**Exercise aim**
For this exercise, copy each line of the records that contains the word "person".

**Recorded data**
·····

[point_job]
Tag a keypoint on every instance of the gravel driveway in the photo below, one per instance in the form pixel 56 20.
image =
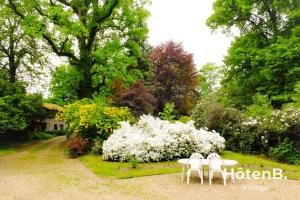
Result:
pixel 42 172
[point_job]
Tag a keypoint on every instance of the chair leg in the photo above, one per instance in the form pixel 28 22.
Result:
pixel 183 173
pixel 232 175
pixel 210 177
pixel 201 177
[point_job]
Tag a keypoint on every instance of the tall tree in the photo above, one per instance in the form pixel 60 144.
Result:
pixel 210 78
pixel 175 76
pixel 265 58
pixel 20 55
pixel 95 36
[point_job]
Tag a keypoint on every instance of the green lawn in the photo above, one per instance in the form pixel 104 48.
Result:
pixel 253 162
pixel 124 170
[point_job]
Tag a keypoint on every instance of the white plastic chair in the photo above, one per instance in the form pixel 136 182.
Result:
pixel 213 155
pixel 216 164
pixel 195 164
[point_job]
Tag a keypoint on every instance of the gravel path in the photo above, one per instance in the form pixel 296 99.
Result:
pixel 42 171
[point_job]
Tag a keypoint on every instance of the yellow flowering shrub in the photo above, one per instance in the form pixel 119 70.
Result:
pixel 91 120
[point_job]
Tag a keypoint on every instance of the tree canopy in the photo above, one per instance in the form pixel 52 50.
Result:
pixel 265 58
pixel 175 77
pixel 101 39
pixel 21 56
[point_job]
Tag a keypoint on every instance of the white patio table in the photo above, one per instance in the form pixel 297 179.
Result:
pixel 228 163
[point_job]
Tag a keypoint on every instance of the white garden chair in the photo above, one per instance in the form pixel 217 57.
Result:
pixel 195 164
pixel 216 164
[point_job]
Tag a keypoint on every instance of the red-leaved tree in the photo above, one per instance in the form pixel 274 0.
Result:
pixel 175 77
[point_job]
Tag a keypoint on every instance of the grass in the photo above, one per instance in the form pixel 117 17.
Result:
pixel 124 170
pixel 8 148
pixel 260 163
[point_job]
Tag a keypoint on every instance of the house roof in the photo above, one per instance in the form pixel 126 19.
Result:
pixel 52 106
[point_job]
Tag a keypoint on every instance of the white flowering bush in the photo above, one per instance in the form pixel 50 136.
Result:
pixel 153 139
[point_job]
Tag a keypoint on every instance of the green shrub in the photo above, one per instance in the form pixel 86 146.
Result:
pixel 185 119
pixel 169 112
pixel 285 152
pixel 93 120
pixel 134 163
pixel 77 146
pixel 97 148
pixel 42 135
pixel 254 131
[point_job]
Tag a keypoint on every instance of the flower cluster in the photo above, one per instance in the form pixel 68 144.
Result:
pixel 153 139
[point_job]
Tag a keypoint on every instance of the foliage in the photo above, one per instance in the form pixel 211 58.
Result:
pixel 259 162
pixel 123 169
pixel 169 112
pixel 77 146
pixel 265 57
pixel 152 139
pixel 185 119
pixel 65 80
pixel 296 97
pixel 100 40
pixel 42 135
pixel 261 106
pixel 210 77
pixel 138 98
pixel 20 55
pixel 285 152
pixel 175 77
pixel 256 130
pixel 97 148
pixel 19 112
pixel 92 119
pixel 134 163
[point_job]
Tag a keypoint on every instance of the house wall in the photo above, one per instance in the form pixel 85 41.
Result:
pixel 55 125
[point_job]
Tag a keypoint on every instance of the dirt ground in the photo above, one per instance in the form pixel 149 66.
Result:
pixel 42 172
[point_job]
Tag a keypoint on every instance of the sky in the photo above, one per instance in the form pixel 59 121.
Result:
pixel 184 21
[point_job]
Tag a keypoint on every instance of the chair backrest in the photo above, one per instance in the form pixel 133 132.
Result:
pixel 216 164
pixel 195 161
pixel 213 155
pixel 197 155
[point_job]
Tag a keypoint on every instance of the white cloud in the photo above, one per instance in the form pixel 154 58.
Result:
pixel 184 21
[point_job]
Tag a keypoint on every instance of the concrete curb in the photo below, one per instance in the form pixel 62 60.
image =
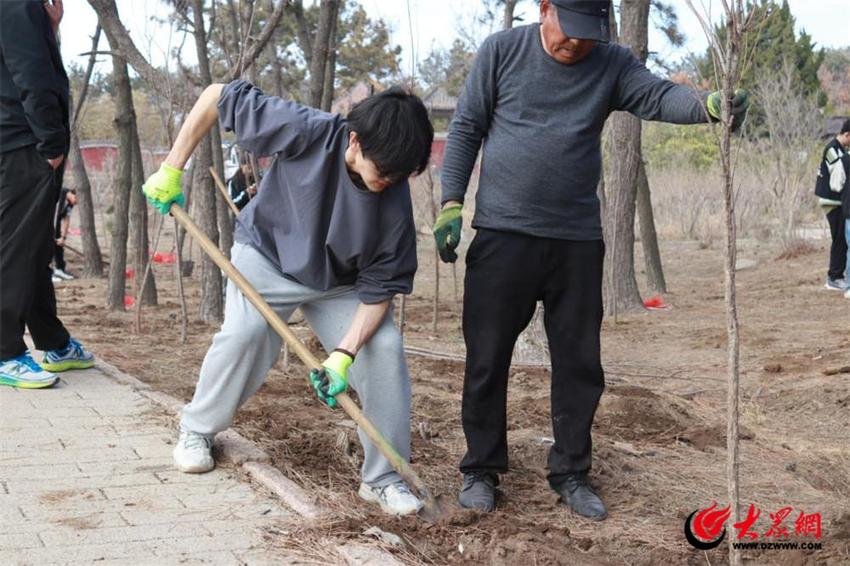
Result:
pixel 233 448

·····

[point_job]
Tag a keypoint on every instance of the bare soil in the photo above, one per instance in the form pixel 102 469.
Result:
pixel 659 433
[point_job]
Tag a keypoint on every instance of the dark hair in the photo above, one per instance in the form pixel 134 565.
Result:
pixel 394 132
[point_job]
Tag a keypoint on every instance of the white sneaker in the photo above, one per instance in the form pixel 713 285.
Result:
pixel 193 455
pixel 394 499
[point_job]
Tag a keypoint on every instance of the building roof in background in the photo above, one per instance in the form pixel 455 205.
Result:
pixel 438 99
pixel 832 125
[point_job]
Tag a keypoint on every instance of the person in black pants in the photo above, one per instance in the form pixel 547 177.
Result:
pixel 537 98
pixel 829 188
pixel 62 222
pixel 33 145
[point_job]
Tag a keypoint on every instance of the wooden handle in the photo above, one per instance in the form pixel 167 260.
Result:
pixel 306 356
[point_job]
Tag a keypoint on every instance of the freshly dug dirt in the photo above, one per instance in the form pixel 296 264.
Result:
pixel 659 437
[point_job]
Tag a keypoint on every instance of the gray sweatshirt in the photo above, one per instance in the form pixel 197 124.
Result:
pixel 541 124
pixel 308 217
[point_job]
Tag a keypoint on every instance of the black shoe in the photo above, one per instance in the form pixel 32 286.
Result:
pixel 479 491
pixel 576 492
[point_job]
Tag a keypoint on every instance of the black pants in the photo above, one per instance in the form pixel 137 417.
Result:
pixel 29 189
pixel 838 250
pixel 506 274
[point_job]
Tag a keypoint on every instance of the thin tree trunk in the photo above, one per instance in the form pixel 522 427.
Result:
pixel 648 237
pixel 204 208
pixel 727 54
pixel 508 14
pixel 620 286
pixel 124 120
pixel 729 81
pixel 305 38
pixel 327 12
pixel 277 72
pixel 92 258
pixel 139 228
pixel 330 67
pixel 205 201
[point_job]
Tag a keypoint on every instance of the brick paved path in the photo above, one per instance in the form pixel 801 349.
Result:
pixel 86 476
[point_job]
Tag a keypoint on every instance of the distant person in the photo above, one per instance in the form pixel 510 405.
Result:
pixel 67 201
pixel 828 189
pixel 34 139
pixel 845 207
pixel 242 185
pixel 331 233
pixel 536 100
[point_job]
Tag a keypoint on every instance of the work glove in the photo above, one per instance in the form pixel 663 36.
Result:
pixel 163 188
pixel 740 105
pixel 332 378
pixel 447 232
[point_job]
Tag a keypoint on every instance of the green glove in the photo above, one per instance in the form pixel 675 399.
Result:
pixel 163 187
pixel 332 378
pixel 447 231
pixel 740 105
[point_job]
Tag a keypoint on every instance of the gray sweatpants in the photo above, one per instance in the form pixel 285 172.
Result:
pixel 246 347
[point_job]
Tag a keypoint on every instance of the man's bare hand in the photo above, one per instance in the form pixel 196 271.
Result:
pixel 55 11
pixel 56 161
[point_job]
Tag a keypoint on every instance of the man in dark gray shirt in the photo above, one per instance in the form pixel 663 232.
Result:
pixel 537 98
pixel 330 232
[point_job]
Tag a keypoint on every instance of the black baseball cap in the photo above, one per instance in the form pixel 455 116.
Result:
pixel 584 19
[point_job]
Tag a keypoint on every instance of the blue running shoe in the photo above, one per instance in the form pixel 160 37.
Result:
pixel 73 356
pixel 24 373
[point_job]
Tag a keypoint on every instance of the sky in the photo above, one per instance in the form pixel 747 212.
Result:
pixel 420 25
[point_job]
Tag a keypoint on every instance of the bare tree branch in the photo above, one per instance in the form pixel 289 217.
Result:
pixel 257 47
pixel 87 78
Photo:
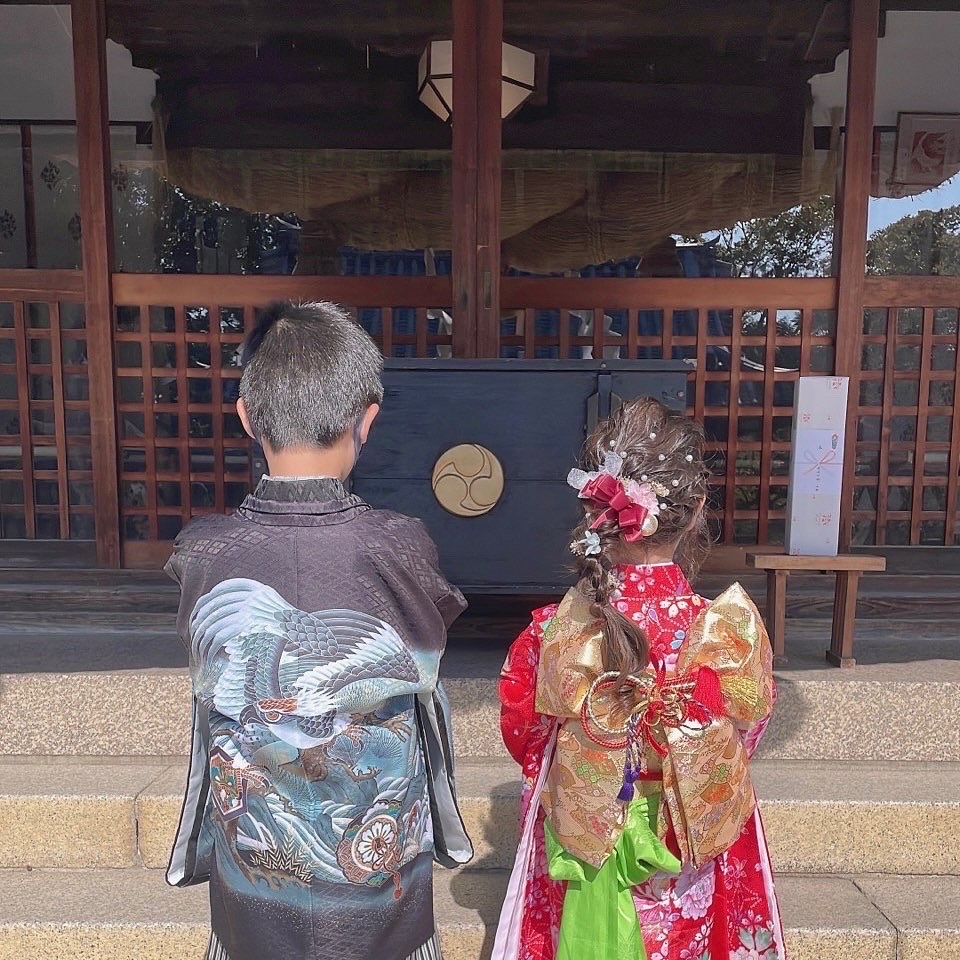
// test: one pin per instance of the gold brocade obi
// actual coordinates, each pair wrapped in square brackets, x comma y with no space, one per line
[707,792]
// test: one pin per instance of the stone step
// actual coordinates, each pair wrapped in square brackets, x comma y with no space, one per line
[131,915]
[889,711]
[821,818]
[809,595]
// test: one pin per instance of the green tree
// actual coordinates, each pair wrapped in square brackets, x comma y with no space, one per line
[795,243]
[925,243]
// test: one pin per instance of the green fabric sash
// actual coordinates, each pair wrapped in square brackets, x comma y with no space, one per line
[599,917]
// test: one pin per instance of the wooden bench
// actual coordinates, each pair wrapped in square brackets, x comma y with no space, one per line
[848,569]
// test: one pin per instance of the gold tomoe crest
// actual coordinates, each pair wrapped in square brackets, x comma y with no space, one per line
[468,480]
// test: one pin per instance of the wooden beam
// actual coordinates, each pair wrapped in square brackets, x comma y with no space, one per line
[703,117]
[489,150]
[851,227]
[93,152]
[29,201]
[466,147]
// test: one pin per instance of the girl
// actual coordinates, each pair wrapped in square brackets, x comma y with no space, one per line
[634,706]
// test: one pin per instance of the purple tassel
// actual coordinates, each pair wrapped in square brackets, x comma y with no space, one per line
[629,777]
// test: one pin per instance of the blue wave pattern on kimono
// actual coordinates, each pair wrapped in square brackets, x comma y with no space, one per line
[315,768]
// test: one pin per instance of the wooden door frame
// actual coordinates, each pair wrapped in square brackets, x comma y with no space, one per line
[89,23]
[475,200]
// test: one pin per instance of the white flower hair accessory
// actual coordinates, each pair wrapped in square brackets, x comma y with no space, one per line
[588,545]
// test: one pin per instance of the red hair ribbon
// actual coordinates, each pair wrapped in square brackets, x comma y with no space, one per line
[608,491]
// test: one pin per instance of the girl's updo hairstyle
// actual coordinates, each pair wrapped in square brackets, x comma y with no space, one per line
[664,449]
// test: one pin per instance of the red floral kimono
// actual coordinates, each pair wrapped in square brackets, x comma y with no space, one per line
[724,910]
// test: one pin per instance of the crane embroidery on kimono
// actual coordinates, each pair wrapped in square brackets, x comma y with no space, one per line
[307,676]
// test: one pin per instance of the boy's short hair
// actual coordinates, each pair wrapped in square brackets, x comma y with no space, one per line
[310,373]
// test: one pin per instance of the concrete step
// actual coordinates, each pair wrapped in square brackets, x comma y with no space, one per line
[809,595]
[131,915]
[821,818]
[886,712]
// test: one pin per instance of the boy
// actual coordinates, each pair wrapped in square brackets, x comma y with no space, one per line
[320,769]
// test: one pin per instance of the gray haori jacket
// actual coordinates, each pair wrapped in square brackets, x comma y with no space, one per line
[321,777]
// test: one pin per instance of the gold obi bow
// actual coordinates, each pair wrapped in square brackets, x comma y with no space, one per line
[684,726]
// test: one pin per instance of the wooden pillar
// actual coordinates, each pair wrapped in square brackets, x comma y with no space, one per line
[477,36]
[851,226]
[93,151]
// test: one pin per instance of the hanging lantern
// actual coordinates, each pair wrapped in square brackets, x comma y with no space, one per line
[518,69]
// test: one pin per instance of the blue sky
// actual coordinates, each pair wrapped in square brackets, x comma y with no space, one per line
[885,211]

·····

**Answer below**
Tag a keypoint on every instance of the person in black pants in the photo above, one per instance in the form pixel 547 177.
Tag a keypoint on every instance of the distant person in the photo above, one per instance in the form pixel 510 405.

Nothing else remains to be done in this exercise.